+++ Record set

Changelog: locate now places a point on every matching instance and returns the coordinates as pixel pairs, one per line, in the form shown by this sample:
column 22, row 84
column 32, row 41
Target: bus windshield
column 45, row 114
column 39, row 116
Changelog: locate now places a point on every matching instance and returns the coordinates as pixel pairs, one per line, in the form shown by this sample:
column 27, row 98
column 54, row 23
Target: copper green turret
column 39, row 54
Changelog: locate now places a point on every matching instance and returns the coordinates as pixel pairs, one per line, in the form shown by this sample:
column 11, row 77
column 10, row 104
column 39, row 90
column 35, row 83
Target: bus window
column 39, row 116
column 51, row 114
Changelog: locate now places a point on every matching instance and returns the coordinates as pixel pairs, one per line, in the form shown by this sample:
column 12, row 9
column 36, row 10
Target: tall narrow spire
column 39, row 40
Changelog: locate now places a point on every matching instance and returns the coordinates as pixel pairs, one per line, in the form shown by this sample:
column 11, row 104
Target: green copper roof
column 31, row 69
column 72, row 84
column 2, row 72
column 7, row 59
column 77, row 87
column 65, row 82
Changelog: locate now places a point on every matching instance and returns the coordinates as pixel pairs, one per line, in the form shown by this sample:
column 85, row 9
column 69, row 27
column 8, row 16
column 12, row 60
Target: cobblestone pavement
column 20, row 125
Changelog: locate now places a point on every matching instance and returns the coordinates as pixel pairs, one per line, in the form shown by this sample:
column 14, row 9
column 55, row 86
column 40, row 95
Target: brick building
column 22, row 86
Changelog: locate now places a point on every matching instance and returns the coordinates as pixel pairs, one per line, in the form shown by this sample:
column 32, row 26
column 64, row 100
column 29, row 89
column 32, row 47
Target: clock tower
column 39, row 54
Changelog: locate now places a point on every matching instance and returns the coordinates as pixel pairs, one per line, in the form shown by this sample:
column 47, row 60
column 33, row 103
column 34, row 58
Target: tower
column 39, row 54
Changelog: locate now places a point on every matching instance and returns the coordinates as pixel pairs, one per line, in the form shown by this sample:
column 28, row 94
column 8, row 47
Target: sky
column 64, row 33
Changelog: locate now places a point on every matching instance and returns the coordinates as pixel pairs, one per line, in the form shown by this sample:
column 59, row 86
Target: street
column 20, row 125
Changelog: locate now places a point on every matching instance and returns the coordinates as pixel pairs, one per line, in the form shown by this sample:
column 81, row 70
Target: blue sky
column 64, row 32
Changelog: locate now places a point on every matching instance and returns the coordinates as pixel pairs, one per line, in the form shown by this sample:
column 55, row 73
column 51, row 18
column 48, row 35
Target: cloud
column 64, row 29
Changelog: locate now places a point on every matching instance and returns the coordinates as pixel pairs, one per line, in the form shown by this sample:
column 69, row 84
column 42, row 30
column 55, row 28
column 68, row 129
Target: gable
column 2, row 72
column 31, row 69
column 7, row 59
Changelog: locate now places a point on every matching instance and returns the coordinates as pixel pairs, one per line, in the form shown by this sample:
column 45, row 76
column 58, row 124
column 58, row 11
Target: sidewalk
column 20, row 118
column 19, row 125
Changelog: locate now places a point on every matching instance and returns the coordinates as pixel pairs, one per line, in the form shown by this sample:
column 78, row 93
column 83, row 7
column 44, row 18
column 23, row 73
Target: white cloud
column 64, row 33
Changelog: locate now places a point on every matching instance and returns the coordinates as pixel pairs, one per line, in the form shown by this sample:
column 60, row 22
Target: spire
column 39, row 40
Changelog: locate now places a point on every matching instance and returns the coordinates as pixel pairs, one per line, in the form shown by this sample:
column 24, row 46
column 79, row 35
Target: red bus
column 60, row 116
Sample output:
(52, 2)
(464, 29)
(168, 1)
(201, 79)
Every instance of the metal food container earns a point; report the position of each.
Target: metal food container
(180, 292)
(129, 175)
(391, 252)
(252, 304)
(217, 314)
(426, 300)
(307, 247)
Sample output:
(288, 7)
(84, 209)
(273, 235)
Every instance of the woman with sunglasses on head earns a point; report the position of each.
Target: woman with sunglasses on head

++++++

* **Problem to work on**: Write every record out again exactly.

* **Your solution**:
Changelog: locate now places a point on every matching instance and returns the coordinates as pixel pairs, one per line, in the form shown by this sample:
column 22, row 84
column 32, row 41
Target: bus windshield
column 45, row 114
column 39, row 116
Changelog: locate now places a point on every matching instance and returns the coordinates as pixel pairs, one per line, in the form shown by this sample:
column 27, row 98
column 54, row 23
Target: copper green turret
column 39, row 54
Changelog: locate now places a point on every matching instance and returns the coordinates as pixel pairs, one per line, in the form shown by this sample:
column 11, row 77
column 10, row 104
column 39, row 90
column 35, row 83
Target: bus window
column 39, row 116
column 51, row 114
Changelog: locate now places a point on every matching instance and returns the coordinates as pixel pairs, one per line, in the form shown by this sample:
column 12, row 9
column 36, row 10
Target: tall narrow spire
column 39, row 40
Changelog: locate now places a point on every matching instance and returns the coordinates as pixel pairs, one per line, in the form shown by this sample:
column 11, row 104
Target: green copper roof
column 31, row 69
column 72, row 84
column 2, row 72
column 7, row 59
column 77, row 87
column 65, row 82
Changelog: locate now places a point on every matching instance and returns the coordinates as pixel pairs, one per line, in the form shown by this sample:
column 85, row 9
column 69, row 27
column 8, row 16
column 12, row 60
Target: cobblestone pavement
column 20, row 125
Changelog: locate now places a point on every matching instance and returns the coordinates as pixel pairs, one per line, in the form shown by this sample:
column 14, row 9
column 55, row 86
column 40, row 95
Target: brick building
column 22, row 86
Changelog: locate now places a point on every matching instance and returns the coordinates as pixel pairs, one per line, in the form shown by this sample:
column 32, row 26
column 64, row 100
column 29, row 89
column 32, row 47
Target: clock tower
column 39, row 54
Changelog: locate now places a point on every matching instance and returns the coordinates as pixel pairs, one per line, in the form shown by this sample:
column 47, row 60
column 33, row 103
column 34, row 58
Target: tower
column 39, row 54
Changelog: locate now places a point on every matching instance and returns the coordinates as pixel pairs, one per line, in the form shown by this sample:
column 28, row 94
column 8, row 47
Target: sky
column 64, row 33
Changelog: locate now places a point on every matching instance and returns the coordinates as pixel pairs, one per line, in the form shown by this sample:
column 59, row 86
Target: street
column 20, row 125
Changelog: locate now places a point on every matching instance and returns the coordinates as pixel pairs, one per line, in the form shown by this sample:
column 81, row 70
Target: blue sky
column 64, row 32
Changelog: locate now places a point on every matching instance and returns the coordinates as pixel pairs, one per line, in the form shown by this sample:
column 55, row 73
column 51, row 18
column 48, row 35
Target: cloud
column 64, row 29
Changelog: locate now places a point on every matching instance and returns the coordinates as pixel pairs, one per line, in the form shown by this sample:
column 69, row 84
column 42, row 30
column 55, row 28
column 68, row 129
Target: gable
column 2, row 72
column 31, row 69
column 7, row 59
Changelog: locate now places a point on every matching instance and returns the coordinates as pixel pairs, one per line, in the form shown by this sample:
column 45, row 76
column 58, row 124
column 58, row 11
Target: sidewalk
column 20, row 118
column 19, row 125
Changelog: locate now places a point on every matching instance and returns the coordinates as pixel pairs, one per line, in the form shown by this sample:
column 78, row 93
column 83, row 7
column 44, row 18
column 23, row 73
Target: white cloud
column 64, row 33
Changelog: locate now places a point on every matching instance and returns the coordinates as pixel pairs, one per line, in the form shown by this sample:
column 60, row 22
Target: spire
column 39, row 40
Changelog: locate now places a point on every matching instance and returns the coordinates as pixel pairs, one per line, in the form shown by this sample:
column 24, row 46
column 79, row 35
Target: red bus
column 60, row 116
Sample output:
(52, 2)
(464, 29)
(168, 1)
(201, 79)
Every instance of the metal food container earns a point; report the position of each.
Target: metal food container
(180, 292)
(129, 175)
(391, 252)
(252, 304)
(217, 314)
(426, 300)
(307, 247)
Sample output:
(288, 7)
(84, 209)
(273, 235)
Every instance of the woman with sunglasses on head earns a point; report the position of each.
Target: woman with sunglasses on head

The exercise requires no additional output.